• _What you will do_: Arrange the listing, from its first line up to and including the line containing "M 265 32 L 290", as a Markdown table with the columns Row and Line. Number each line and leave out any blank lines.

-- Start of Given information --

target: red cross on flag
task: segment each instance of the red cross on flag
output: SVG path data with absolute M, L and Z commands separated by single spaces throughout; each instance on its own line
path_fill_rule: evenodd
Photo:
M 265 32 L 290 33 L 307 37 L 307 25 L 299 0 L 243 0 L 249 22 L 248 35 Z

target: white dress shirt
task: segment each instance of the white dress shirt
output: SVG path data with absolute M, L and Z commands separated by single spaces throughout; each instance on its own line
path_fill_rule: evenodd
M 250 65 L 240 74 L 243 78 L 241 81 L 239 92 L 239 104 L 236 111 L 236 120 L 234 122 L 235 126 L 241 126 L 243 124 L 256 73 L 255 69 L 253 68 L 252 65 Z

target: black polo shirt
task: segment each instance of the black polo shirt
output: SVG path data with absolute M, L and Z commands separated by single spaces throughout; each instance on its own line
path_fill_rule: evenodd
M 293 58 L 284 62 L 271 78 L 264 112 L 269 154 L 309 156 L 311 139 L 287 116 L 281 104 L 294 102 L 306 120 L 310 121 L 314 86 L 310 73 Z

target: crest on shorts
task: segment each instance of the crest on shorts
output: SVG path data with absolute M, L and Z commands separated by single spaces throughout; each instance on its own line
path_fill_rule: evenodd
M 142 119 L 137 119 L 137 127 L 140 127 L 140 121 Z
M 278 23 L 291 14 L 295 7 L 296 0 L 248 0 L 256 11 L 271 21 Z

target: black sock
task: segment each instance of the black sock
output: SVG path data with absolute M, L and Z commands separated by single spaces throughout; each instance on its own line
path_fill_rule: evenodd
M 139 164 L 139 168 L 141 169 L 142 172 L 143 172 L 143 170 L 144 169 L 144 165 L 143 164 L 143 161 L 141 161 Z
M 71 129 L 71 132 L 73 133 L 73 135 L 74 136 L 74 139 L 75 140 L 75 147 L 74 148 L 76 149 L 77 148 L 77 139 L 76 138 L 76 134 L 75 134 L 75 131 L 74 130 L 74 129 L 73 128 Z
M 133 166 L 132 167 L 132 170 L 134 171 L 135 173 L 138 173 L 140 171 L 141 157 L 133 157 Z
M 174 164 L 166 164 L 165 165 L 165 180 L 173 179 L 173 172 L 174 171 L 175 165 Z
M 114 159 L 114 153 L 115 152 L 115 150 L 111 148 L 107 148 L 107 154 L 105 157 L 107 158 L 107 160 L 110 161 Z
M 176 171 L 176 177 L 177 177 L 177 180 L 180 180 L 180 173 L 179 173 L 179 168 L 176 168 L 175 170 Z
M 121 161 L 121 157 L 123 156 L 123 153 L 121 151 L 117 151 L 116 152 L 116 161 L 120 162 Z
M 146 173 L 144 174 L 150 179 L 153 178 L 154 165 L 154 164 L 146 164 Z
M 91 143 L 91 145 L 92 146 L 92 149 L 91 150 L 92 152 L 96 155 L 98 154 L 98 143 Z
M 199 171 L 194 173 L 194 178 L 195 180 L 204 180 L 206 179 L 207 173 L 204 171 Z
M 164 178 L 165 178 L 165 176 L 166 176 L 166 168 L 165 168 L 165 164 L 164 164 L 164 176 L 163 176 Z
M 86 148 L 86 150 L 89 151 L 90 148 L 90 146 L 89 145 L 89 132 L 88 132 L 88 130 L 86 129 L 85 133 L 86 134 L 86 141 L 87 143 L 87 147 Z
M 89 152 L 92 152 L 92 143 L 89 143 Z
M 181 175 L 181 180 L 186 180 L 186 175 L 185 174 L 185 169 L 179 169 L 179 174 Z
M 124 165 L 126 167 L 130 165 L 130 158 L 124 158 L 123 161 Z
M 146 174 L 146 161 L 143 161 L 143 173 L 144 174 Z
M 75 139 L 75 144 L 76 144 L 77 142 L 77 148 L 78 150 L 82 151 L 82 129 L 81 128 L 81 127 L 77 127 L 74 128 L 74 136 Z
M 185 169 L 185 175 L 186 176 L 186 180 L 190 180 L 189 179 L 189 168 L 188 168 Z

-- End of Given information --

• _Task result_:
| Row | Line |
|---|---|
| 1 | target: red cross on flag |
| 2 | task: segment each instance of the red cross on flag |
| 3 | output: SVG path data with absolute M, L and Z commands separated by single spaces throughout; each instance on its own line |
| 4 | path_fill_rule: evenodd |
| 5 | Photo: |
| 6 | M 265 32 L 290 33 L 307 37 L 307 25 L 299 0 L 243 0 L 249 22 L 248 35 Z |